(Saved entries)
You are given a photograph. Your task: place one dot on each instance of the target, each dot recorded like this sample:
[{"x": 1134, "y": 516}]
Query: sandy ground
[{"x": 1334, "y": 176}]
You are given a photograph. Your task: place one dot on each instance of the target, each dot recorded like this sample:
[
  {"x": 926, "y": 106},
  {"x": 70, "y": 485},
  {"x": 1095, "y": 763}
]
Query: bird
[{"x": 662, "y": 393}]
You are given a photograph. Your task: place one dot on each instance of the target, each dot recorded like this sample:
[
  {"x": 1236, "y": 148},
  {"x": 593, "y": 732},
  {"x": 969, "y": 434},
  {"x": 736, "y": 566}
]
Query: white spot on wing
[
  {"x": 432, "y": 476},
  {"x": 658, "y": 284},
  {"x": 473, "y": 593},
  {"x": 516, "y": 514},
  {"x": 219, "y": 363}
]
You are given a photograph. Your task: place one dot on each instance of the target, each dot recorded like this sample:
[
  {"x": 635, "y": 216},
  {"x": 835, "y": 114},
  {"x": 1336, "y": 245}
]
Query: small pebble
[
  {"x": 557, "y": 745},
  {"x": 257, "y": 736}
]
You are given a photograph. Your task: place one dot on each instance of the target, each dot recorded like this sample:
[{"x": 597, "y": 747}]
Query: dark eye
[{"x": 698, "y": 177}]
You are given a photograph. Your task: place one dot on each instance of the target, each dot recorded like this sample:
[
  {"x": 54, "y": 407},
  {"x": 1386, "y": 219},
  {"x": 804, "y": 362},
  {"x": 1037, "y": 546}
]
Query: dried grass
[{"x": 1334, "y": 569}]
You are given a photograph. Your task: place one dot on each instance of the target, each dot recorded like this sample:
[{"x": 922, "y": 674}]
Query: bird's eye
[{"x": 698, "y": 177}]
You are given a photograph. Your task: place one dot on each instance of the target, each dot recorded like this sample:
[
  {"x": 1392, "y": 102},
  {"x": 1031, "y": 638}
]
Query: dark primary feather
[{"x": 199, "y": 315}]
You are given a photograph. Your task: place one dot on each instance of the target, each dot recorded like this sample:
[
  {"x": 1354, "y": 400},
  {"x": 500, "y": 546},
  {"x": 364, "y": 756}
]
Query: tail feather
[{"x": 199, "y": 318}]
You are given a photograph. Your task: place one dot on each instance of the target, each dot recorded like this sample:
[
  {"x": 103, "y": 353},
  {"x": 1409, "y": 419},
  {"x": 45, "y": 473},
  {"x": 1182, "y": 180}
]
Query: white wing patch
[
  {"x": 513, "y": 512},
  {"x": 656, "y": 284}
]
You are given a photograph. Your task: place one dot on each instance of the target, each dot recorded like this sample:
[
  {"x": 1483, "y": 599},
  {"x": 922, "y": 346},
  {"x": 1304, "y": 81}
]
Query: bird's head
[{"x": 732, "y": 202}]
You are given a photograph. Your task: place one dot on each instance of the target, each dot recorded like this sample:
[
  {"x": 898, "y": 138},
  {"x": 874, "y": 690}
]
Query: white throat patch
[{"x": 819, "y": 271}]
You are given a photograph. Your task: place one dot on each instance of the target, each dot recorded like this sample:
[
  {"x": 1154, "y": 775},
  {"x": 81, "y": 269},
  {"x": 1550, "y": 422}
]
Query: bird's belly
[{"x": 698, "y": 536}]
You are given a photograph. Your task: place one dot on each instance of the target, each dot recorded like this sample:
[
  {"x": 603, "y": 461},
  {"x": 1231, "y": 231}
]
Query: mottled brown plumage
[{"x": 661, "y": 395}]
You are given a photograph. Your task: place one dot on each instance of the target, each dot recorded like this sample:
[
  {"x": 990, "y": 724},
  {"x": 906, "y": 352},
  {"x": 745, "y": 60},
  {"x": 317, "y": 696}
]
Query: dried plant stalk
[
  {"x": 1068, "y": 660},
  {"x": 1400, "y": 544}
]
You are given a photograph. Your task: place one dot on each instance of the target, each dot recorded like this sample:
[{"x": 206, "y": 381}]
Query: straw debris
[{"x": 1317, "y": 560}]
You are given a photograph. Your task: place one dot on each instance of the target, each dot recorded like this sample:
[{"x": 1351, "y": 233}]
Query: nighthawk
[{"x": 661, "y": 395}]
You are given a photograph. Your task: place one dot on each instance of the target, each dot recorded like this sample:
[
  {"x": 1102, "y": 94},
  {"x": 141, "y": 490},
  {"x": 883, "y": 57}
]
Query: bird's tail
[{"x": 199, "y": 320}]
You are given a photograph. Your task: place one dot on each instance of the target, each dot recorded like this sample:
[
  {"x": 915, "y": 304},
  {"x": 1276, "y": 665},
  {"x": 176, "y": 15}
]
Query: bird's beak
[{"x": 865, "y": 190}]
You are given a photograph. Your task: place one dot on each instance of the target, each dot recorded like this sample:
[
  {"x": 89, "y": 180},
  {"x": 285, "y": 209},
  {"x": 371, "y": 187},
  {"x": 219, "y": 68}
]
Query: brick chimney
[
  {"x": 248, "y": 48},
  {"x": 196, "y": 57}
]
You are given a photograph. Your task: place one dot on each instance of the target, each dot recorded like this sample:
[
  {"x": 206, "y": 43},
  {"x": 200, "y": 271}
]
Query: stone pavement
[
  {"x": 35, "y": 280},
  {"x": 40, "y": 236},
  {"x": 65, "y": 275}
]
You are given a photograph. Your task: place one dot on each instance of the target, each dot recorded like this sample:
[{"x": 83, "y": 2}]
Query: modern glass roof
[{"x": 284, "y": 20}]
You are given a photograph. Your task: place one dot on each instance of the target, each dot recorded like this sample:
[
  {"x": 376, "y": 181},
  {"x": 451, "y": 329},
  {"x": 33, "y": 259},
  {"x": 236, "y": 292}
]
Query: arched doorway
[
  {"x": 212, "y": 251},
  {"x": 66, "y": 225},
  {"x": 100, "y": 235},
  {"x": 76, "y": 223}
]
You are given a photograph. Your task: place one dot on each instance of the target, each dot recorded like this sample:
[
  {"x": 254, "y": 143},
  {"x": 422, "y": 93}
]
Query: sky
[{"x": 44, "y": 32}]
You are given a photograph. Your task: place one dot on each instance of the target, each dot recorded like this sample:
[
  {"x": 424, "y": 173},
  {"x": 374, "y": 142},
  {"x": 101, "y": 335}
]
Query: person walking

- [Problem requirements]: Which lines in the data above contain the word "dried", where uppercase and lowercase count as different? Copy each of those lines.

- [The result]:
Query: dried grass
Query: dried plant stalk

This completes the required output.